• [Provided text]
━━━━━━━━━━━━━━━━━━━━

1. Field of the Invention

The present invention relates to a cable, in more particular, to a cable in which a shield is provided around an electric wire.

2. Related Art

Conventionally, a cable comprising an insulated wire comprising a center conductor and an insulation for covering the center conductor, a shield layer provided at an outer periphery of the insulated wire, in which the shield layer is formed by braiding collected wires, each of the collected wires is composed of a plurality of shield wires arranged in parallel, and a friction coefficient of two shield wires provided at both sides of the collected wire is smaller than a friction coefficient of other shield wires has been known. Japanese Patent Laid-Open No. 2006-031954 (JP-A 2006-031954) discloses an example of such a conventional cable.

In the cable disclosed by JP-A 2006-031954, the friction coefficient of the shield wires provided at the both sides of the collected wire is smaller than the friction coefficient of the other shield wires. Therefore, when flexural motion is applied repeatedly to the cable in an operating environment, friction between the shield wires can be reduced, so that it is possible to provide a cable having a high flex resistance property.

However, there are following disadvantages in the conventional cable as disclosed by JP-A 2006-031954. For example, when being disposed between a body of a vehicle and a part beneath a spring of the vehicle (a lower part with respect to a suspension spring), the shield wires composing the shield layer may be broken or disconnected because of flexion (bending) due to up-and-down movement (bound and rebound) of wheels and a torsion applied at the time of steering of the wheels. Therefore, the conventional cable may be inferior in the flex resistance property, tensile strength and reliability.

━━━━━━━━━━━━━━━━━━━━

• [Material shown]
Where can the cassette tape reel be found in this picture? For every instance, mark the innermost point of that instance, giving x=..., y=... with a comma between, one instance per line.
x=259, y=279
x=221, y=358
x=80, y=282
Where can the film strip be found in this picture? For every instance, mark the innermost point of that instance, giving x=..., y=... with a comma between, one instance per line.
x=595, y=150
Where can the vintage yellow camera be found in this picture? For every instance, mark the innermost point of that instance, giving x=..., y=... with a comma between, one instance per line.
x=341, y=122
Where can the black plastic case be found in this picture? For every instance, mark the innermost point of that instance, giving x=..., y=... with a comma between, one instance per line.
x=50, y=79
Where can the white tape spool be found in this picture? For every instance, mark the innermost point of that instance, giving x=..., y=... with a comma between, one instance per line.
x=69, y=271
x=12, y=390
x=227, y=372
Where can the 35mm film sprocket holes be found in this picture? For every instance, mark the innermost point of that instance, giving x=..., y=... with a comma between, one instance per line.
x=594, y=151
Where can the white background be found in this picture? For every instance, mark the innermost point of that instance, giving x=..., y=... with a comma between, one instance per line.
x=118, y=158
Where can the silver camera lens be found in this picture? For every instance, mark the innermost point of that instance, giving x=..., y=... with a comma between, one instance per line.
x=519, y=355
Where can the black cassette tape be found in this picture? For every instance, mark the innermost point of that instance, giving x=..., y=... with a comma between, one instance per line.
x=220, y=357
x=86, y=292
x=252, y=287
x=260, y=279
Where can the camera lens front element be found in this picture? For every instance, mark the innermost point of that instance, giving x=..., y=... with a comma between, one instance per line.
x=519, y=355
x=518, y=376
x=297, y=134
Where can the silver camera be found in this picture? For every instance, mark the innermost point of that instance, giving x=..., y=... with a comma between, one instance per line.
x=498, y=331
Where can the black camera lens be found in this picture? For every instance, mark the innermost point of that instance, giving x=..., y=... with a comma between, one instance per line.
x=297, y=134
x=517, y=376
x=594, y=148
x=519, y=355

━━━━━━━━━━━━━━━━━━━━

• [List of tasks]
A. From the passage on shielded cables, reproduce word for word the stretch starting with "2. Related Art" and going on through "a conventional cable.".
B. Locate every line in the listing that contains the string "black", and copy each of those lines.

• [Results of the tasks]
A.
2. Related Art

Conventionally, a cable comprising an insulated wire comprising a center conductor and an insulation for covering the center conductor, a shield layer provided at an outer periphery of the insulated wire, in which the shield layer is formed by braiding collected wires, each of the collected wires is composed of a plurality of shield wires arranged in parallel, and a friction coefficient of two shield wires provided at both sides of the collected wire is smaller than a friction coefficient of other shield wires has been known. Japanese Patent Laid-Open No. 2006-031954 (JP-A 2006-031954) discloses an example of such a conventional cable.

B.
Where can the black plastic case be found in this picture? For every instance, mark the innermost point of that instance, giving x=..., y=... with a comma between, one instance per line.
Where can the black cassette tape be found in this picture? For every instance, mark the innermost point of that instance, giving x=..., y=... with a comma between, one instance per line.
Where can the black camera lens be found in this picture? For every instance, mark the innermost point of that instance, giving x=..., y=... with a comma between, one instance per line.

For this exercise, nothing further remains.